** TASK INSTRUCTIONS **
Copy the entries below in full, keeping them exactly as they are.

** RECORDS PROVIDED **
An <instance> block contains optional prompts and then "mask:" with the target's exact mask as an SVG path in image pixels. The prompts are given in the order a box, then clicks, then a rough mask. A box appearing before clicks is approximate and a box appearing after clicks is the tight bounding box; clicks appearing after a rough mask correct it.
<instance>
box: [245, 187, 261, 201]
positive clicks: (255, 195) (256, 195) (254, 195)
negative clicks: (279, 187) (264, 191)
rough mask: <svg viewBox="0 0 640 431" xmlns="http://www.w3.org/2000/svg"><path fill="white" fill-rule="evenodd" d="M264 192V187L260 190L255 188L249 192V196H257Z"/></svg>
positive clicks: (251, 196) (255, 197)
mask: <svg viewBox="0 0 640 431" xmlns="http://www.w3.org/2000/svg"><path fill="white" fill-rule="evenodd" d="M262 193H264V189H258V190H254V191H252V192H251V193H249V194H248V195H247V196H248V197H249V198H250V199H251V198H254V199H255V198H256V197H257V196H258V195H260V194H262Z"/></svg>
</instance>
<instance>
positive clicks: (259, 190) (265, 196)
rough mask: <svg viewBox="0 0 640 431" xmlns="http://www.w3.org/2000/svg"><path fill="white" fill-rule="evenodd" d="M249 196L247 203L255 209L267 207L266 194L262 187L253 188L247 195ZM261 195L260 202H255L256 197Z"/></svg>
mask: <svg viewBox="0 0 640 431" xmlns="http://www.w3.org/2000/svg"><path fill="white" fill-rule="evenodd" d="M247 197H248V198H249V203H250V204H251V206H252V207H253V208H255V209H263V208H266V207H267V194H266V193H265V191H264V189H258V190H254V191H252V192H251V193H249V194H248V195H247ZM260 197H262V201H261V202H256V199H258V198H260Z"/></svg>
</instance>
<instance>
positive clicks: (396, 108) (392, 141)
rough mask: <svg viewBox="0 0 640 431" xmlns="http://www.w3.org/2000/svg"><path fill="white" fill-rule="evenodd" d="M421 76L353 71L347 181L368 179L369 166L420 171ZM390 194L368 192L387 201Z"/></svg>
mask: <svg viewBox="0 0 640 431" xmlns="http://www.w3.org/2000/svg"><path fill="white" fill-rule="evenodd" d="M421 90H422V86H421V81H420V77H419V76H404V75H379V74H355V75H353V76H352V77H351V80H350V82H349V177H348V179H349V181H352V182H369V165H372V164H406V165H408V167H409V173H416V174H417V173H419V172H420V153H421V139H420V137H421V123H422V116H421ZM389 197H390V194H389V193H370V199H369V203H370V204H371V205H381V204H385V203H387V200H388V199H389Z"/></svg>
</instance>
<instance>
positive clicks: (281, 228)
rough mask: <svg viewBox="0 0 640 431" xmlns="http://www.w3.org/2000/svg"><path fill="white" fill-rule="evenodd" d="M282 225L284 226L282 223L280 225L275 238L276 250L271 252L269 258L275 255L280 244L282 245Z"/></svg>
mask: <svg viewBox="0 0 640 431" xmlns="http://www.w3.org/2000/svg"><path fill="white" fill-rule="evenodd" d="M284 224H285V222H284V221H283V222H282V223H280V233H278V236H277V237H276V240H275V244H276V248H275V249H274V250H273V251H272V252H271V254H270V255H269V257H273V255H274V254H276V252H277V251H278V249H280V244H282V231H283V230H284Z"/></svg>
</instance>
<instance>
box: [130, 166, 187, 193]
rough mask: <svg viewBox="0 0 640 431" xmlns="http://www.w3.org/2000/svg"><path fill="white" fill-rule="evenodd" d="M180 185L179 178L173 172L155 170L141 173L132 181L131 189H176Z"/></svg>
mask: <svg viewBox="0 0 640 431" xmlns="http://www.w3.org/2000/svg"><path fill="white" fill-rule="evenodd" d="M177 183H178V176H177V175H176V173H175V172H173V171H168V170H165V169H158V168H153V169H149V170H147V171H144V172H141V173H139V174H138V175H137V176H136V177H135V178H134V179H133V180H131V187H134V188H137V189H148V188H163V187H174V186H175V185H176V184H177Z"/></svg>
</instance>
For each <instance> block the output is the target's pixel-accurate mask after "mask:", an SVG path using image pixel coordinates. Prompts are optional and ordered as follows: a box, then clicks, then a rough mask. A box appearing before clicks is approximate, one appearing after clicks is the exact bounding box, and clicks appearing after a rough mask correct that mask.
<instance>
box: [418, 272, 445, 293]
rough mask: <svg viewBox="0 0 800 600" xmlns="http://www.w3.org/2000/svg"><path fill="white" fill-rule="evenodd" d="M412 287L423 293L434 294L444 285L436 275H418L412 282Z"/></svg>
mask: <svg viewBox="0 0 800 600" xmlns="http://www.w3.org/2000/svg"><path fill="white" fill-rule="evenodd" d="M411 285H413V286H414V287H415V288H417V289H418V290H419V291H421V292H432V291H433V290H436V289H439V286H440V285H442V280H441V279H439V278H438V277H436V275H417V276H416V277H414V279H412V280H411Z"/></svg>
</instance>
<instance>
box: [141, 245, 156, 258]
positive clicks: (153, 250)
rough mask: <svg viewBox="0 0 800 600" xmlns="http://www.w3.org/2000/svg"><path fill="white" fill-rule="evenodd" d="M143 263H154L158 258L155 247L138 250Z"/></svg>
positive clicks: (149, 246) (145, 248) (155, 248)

** PROBLEM SOLUTION **
An <instance> block contains optional prompts and then "mask:" with the target's exact mask as an SVG path in image pixels. The prompts are given in the order a box, then clicks, then a rough mask. A box appearing before clicks is approximate and a box appearing after clicks is the tight bounding box; clicks appearing after a rough mask correct it.
<instance>
box: [245, 187, 261, 201]
positive clicks: (255, 195) (256, 195) (254, 195)
negative clicks: (279, 187) (264, 191)
rough mask: <svg viewBox="0 0 640 431" xmlns="http://www.w3.org/2000/svg"><path fill="white" fill-rule="evenodd" d="M264 192V187L260 190L255 188L249 192V196H257Z"/></svg>
positive clicks: (251, 196) (255, 197)
mask: <svg viewBox="0 0 640 431" xmlns="http://www.w3.org/2000/svg"><path fill="white" fill-rule="evenodd" d="M262 193H264V189H258V190H254V191H252V192H251V193H249V194H248V195H247V196H248V197H249V198H250V199H251V198H254V199H255V198H256V197H257V196H258V195H260V194H262Z"/></svg>
</instance>
<instance>
positive clicks: (259, 190) (265, 196)
rough mask: <svg viewBox="0 0 640 431" xmlns="http://www.w3.org/2000/svg"><path fill="white" fill-rule="evenodd" d="M249 196L247 203L255 209L267 207L266 194L262 187L253 188L247 195ZM261 195L260 202H255L256 197Z"/></svg>
mask: <svg viewBox="0 0 640 431" xmlns="http://www.w3.org/2000/svg"><path fill="white" fill-rule="evenodd" d="M247 197H248V198H249V203H250V204H251V206H252V207H253V208H255V209H263V208H266V207H267V194H266V193H265V191H264V189H258V190H254V191H252V192H251V193H249V194H248V195H247ZM260 197H262V201H261V202H256V199H258V198H260Z"/></svg>
</instance>
<instance>
positive clicks: (396, 108) (392, 141)
rough mask: <svg viewBox="0 0 640 431" xmlns="http://www.w3.org/2000/svg"><path fill="white" fill-rule="evenodd" d="M421 76L353 71L347 181L368 179L369 166L420 171ZM390 194L368 192L387 201Z"/></svg>
mask: <svg viewBox="0 0 640 431" xmlns="http://www.w3.org/2000/svg"><path fill="white" fill-rule="evenodd" d="M421 90H422V86H421V81H420V77H419V76H404V75H379V74H355V75H353V76H352V77H351V80H350V82H349V177H348V179H349V181H352V182H369V165H372V164H406V165H408V167H409V173H416V174H417V173H419V172H420V153H421V139H420V137H421V123H422V116H421ZM389 197H390V194H389V193H370V199H369V203H370V204H371V205H381V204H385V203H387V200H388V199H389Z"/></svg>
</instance>
<instance>
positive clicks: (281, 228)
rough mask: <svg viewBox="0 0 640 431" xmlns="http://www.w3.org/2000/svg"><path fill="white" fill-rule="evenodd" d="M282 225L284 226L282 223L280 225L275 238L276 250L271 252L269 258L275 255L280 244L282 245Z"/></svg>
mask: <svg viewBox="0 0 640 431" xmlns="http://www.w3.org/2000/svg"><path fill="white" fill-rule="evenodd" d="M284 224H285V222H284V221H283V222H282V223H280V233H278V236H277V237H276V240H275V244H276V248H275V249H274V250H273V251H272V252H271V254H270V255H269V257H273V255H274V254H276V252H277V251H278V249H280V244H282V231H283V230H284Z"/></svg>
</instance>
<instance>
box: [130, 166, 187, 193]
rough mask: <svg viewBox="0 0 640 431" xmlns="http://www.w3.org/2000/svg"><path fill="white" fill-rule="evenodd" d="M180 185L179 178L173 172L155 170L141 173L132 181L131 189H176Z"/></svg>
mask: <svg viewBox="0 0 640 431" xmlns="http://www.w3.org/2000/svg"><path fill="white" fill-rule="evenodd" d="M177 183H178V176H177V175H176V173H175V172H173V171H168V170H165V169H158V168H153V169H149V170H147V171H144V172H141V173H139V174H138V175H137V176H136V177H135V178H134V179H133V180H131V187H134V188H137V189H148V188H163V187H174V186H175V185H176V184H177Z"/></svg>
</instance>
For each <instance> block the output is the target's pixel-accurate mask after "mask:", an SVG path using image pixel coordinates. Prompts are optional and ordered as follows: a box, then clicks, then a rough mask. A box appearing before clicks is approximate, one appearing after clicks is the exact bounding box, and clicks appearing after a rough mask correct that mask.
<instance>
box: [418, 272, 445, 293]
rough mask: <svg viewBox="0 0 800 600" xmlns="http://www.w3.org/2000/svg"><path fill="white" fill-rule="evenodd" d="M412 287L423 293L434 294L444 285L436 275H418L412 282Z"/></svg>
mask: <svg viewBox="0 0 800 600" xmlns="http://www.w3.org/2000/svg"><path fill="white" fill-rule="evenodd" d="M411 285H413V286H414V287H415V288H417V289H418V290H419V291H421V292H432V291H433V290H436V289H439V286H440V285H442V280H441V279H439V278H438V277H436V275H417V276H416V277H414V279H412V280H411Z"/></svg>
</instance>
<instance>
box: [141, 245, 156, 258]
positive clicks: (153, 250)
rough mask: <svg viewBox="0 0 800 600" xmlns="http://www.w3.org/2000/svg"><path fill="white" fill-rule="evenodd" d="M143 263H154L158 258L155 247L138 250Z"/></svg>
positive clicks: (149, 246) (145, 248) (155, 248)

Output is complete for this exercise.